▸ Problem requirements
Give the records again in full, exactly as they appear, but without the pictures.

▸ Supplied data
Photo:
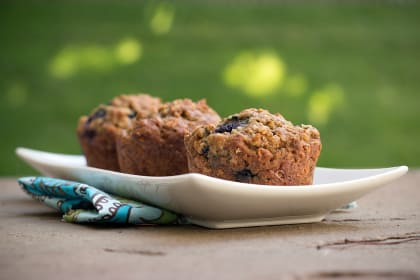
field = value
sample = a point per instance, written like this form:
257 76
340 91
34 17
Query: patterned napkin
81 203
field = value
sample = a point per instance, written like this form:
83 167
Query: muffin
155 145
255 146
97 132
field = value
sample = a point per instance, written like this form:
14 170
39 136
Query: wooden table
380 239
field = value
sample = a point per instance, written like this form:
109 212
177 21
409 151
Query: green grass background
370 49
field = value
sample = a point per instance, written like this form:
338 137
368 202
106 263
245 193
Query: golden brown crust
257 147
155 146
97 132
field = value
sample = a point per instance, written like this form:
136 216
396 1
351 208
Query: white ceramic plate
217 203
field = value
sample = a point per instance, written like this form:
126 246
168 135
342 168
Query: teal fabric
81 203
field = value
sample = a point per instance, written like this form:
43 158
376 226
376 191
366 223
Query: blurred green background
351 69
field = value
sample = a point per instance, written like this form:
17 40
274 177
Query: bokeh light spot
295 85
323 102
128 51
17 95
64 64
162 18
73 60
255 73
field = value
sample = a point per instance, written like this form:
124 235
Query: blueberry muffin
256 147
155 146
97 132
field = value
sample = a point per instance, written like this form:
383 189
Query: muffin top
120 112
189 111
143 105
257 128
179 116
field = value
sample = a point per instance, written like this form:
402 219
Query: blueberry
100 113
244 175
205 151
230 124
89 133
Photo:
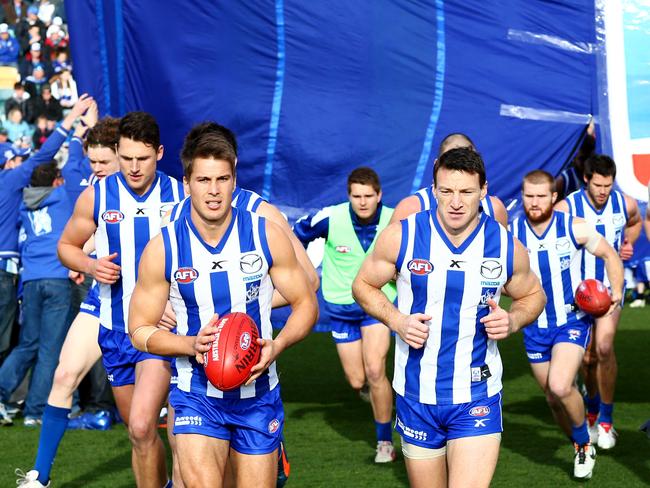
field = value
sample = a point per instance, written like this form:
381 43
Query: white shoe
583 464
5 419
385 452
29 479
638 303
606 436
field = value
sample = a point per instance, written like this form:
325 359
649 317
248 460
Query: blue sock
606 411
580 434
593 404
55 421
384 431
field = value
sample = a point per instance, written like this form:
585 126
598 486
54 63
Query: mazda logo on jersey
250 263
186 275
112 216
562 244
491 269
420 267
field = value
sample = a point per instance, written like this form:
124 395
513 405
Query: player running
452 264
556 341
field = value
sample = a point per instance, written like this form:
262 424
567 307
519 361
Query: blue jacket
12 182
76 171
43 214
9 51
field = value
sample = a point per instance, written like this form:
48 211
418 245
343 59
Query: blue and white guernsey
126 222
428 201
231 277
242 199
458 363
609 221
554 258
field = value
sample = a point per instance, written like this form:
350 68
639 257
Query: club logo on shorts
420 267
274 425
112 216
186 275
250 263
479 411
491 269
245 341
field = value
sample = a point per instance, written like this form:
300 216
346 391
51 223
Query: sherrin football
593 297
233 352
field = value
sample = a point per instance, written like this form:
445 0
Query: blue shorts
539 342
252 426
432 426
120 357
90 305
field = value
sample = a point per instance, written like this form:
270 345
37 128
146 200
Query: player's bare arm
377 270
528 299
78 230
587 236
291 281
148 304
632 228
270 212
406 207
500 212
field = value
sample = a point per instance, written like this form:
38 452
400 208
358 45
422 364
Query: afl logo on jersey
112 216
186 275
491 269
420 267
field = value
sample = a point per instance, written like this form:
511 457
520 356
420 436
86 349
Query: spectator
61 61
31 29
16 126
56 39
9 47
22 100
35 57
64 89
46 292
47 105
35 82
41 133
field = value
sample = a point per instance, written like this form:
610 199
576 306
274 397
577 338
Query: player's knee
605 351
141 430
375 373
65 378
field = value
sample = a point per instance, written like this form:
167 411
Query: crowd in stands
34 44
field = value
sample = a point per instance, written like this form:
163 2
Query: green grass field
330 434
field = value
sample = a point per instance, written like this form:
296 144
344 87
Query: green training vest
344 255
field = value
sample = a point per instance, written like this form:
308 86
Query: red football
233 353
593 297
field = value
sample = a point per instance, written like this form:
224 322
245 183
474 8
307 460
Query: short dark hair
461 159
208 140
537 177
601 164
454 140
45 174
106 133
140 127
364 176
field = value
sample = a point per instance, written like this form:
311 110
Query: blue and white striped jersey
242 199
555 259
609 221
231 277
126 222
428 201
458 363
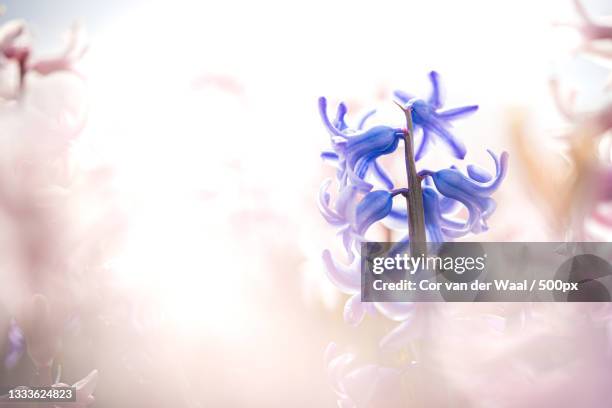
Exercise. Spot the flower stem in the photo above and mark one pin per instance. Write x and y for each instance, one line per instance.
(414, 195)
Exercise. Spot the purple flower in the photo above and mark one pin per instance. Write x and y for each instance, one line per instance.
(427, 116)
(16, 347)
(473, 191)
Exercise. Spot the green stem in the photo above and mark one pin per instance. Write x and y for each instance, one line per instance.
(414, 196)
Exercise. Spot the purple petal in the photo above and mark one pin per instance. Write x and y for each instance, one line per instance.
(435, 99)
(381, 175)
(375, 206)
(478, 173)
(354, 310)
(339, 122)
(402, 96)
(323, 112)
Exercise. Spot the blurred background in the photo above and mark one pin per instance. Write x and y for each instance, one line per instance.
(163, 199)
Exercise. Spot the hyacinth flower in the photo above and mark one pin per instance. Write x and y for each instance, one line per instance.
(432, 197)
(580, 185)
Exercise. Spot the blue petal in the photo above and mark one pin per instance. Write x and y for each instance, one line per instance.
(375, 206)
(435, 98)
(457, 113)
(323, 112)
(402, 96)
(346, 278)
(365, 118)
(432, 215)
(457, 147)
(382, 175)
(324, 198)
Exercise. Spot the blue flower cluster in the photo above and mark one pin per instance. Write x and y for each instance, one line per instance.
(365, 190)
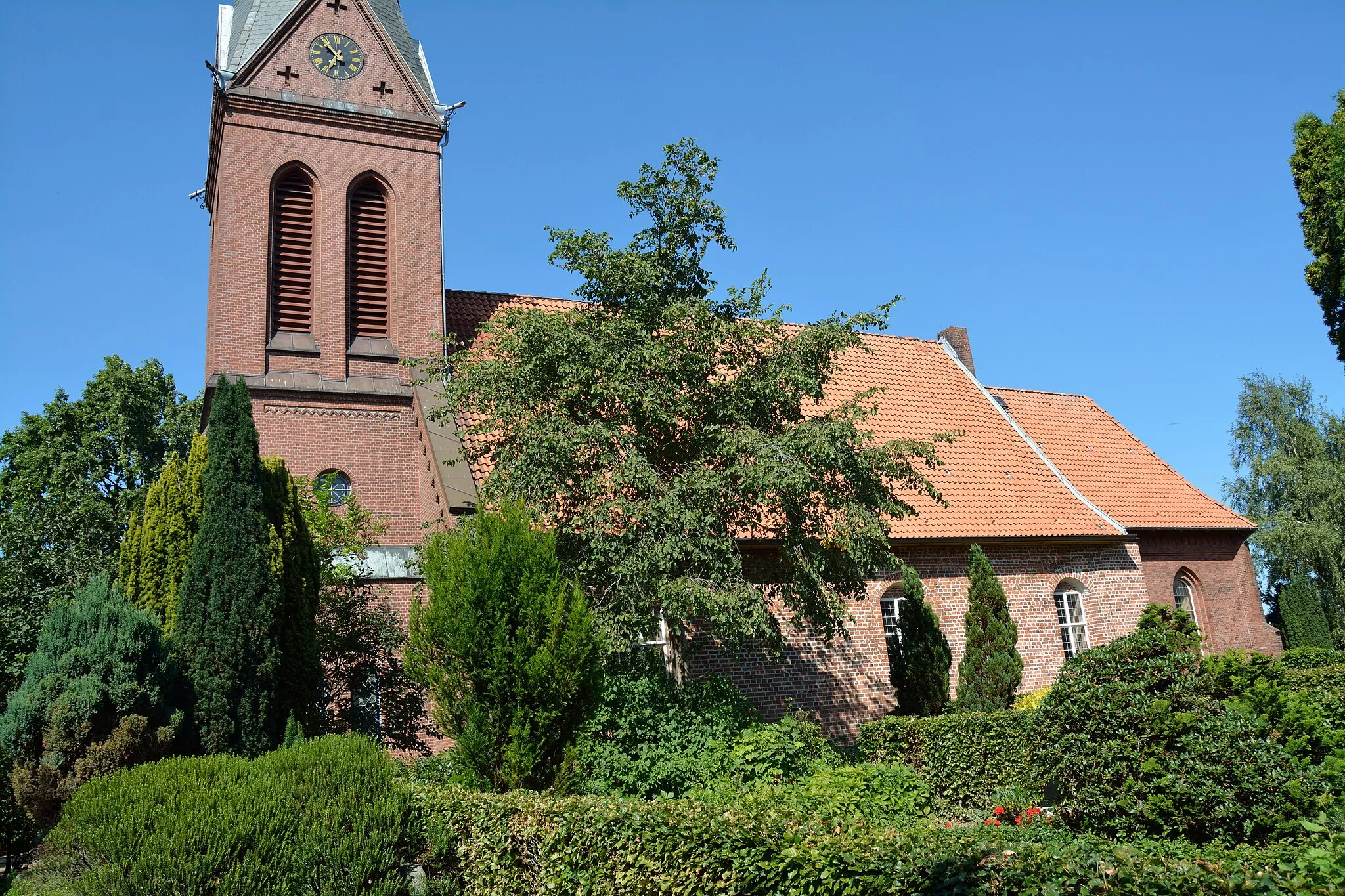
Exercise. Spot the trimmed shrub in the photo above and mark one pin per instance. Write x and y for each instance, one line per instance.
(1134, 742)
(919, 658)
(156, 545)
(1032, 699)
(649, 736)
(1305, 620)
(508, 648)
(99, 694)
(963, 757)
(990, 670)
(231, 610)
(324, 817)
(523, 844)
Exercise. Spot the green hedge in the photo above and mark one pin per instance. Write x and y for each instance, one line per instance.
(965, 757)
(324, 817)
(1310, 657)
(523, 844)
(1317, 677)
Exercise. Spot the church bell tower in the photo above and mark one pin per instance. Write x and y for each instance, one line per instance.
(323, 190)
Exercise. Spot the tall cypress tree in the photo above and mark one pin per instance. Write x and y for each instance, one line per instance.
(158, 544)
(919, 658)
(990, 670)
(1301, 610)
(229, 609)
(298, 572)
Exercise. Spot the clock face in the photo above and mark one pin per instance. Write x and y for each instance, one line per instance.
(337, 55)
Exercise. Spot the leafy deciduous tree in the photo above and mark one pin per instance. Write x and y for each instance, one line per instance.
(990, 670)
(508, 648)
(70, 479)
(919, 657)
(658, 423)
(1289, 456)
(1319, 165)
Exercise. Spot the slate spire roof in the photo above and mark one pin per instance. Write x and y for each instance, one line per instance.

▸ Answer to the exercise
Photo:
field = value
sample = a point per instance, written like this form:
257 76
340 91
34 17
Query: patterned napkin
81 203
field = value
sample = a point per instance, written like this form:
83 167
Query: muffin
155 145
255 146
97 132
field = value
sample = a point per instance, written like this form:
14 170
39 136
Query: wooden table
380 239
field = value
sample = a point per instance, written like this form:
109 212
177 21
409 151
Query: green grass background
370 49
field = value
sample = a point per instance, written like this form:
338 137
368 202
106 263
245 193
Query: golden brown crust
257 147
155 146
97 132
field = value
sample = a point per instance, written like this form:
136 216
396 1
351 208
Query: white ceramic plate
217 203
field = value
sample = a point per instance, written like this form:
126 246
168 135
342 168
Query: teal fabric
81 203
field = value
sample = a point per instance, written like this form:
43 158
376 226
376 191
366 223
Query: blurred green background
351 69
field = value
sample = a point per instance, written like this form:
17 40
274 177
Query: bokeh light spot
295 85
323 102
128 51
17 95
64 64
162 18
73 60
255 73
field = value
sample = a point per instance, written like this form:
124 235
Query: blueberry muffin
256 147
155 146
97 132
field = value
sample = a point per instance, written like this form:
383 189
Query: muffin top
120 112
189 111
143 105
257 128
179 116
field = value
sample = a point per instance, written like this form:
402 219
Query: blueberry
100 113
244 175
205 151
230 124
89 133
Photo:
field = value
sample = a point per instance, written like this form:
381 43
Query: white shoe
583 464
5 419
385 452
29 479
638 303
606 436
field = value
sample = a point per instance, written like this form:
325 359
649 317
248 460
Query: blue sock
606 411
580 434
593 404
55 421
384 431
field = value
sample = a point per instance, written like this form:
585 126
598 486
54 63
Query: mazda logo on jersey
250 263
186 275
112 216
562 244
491 269
420 267
field = value
sample = a point per instance, written like this form:
124 395
513 405
Query: player running
452 264
556 341
field = value
sample = a point per instance, written like this form:
262 424
567 307
519 361
Query: blue jacket
12 182
76 171
43 214
9 51
field = value
sample = a point per instance, written like this form:
48 211
418 245
343 59
Query: blue and white guernsey
126 222
428 201
231 277
242 199
458 363
609 221
554 258
field = value
sample = a point per instance, written like this form:
350 68
639 257
Query: club logo on shorts
420 267
274 425
112 216
186 275
250 263
479 411
491 269
245 341
field = value
sample = a point per instance, written like this form:
300 216
346 391
51 223
Query: sherrin football
593 297
233 352
field = value
sample = a point per instance, written like this form:
445 0
Query: blue shorts
539 342
252 426
432 426
120 357
90 305
field = value
sample = a point per instance, written like this form:
270 345
37 128
146 200
Query: player's bare arm
377 270
528 299
78 230
587 236
291 281
148 304
632 228
270 212
406 207
500 212
field = value
sample = a point per instance, written like this form:
38 452
400 208
358 45
422 364
Query: afl logo on jersey
112 216
186 275
491 269
420 267
field = value
sample = a point per instance, written like this form:
511 457
520 356
420 436
86 349
Query: spectator
61 61
31 29
16 126
56 39
9 47
22 100
35 57
64 89
46 292
47 105
35 82
41 133
field = value
sample = a point per instance, written like this form:
610 199
576 306
274 397
577 338
Query: player's knee
605 351
141 430
375 373
65 378
field = value
sample = a point per instance, written like this form:
167 411
Query: crowd in stands
34 44
field = value
sample = a point per instance, written like this form:
163 2
Query: green grass field
330 434
field = value
sample = a point per instance, written like this form:
296 144
344 87
Query: green training vest
344 255
field = value
sample = a point per instance, written like this form:
308 86
Query: red football
233 353
593 297
field = value
sample = a point per instance, written like this form:
224 322
245 183
474 8
307 460
Query: short dark hair
461 159
208 140
537 177
601 164
454 140
45 174
106 133
140 127
364 176
field = value
sample = a point per instance, written like this form:
311 110
Query: blue and white striped jersey
242 199
555 259
609 221
231 277
126 222
428 201
458 363
Exercise. Spot the flower stem in the photo above and mark one pin per instance. Write x and y for each instance, one line per instance.
(414, 195)
Exercise. Spot the purple flower in the photo above and mark one pin per instance. Write x and y for each instance, one line per instance.
(427, 116)
(16, 347)
(473, 191)
Exercise. Spot the green stem in the photo above and mark one pin per instance. Write x and y for each instance, one line per instance.
(414, 196)
Exercise. Spot the purple petal in the photo above and mark one pin per instance. Write x and y for each instance, one line per instance.
(435, 99)
(381, 175)
(375, 206)
(478, 173)
(354, 310)
(339, 122)
(402, 96)
(323, 112)
Exercise. Spot the blurred background in the photo above and mark one pin per instance. Write x and y for each instance, one line per instance.
(163, 199)
Exercise. Spot the hyacinth flower in the photo above and mark one pin per instance. Write x and y for each instance, one line per instance.
(432, 197)
(580, 185)
Exercise. Spot the blue petal in the photo above and mark one pin per instance. Write x and y for each instance, one line per instance.
(375, 206)
(435, 98)
(457, 113)
(323, 112)
(402, 96)
(346, 278)
(365, 118)
(432, 215)
(457, 147)
(382, 175)
(324, 198)
Exercise. Spot the blue flower cluster in the photo above and mark one pin per instance. Write x and y for each instance, one line per instance.
(365, 190)
Exercise. Spot the trimmed shrub in the photo above and mark one pin per instance. Write x and y for each instance, one line per instance.
(1134, 742)
(919, 658)
(156, 545)
(1032, 699)
(649, 736)
(1305, 620)
(508, 648)
(99, 694)
(963, 757)
(990, 670)
(231, 610)
(324, 817)
(523, 844)
Exercise. Spot the green hedge in the photo above and mark one pin per instance. Write x and y for each instance, one line per instance.
(965, 757)
(324, 817)
(1310, 657)
(523, 844)
(1317, 677)
Exercise. Spot the church bell tower in the photo above and mark one pin per instance. Write x and y for each instance, one line per instance.
(323, 190)
Exercise. Spot the tall cypress tree in the photo above and mark one pin per instance. Write x and y for each instance, one line per instance.
(158, 544)
(919, 658)
(990, 670)
(1301, 610)
(229, 609)
(298, 572)
Exercise. Spot the clock face in the photo above and mark one pin per instance. Write x and y for each instance, one line per instance.
(337, 55)
Exercise. Spot the leafy deciduous tree in the photo above and mark one pin per instance. Write x and y for each instance, one line per instance.
(990, 670)
(508, 648)
(70, 479)
(919, 657)
(658, 423)
(1289, 456)
(1319, 165)
Exercise. Spot the slate spire roof in the photo above and mark one pin per instance. Write x and y for each instance, one line per instance.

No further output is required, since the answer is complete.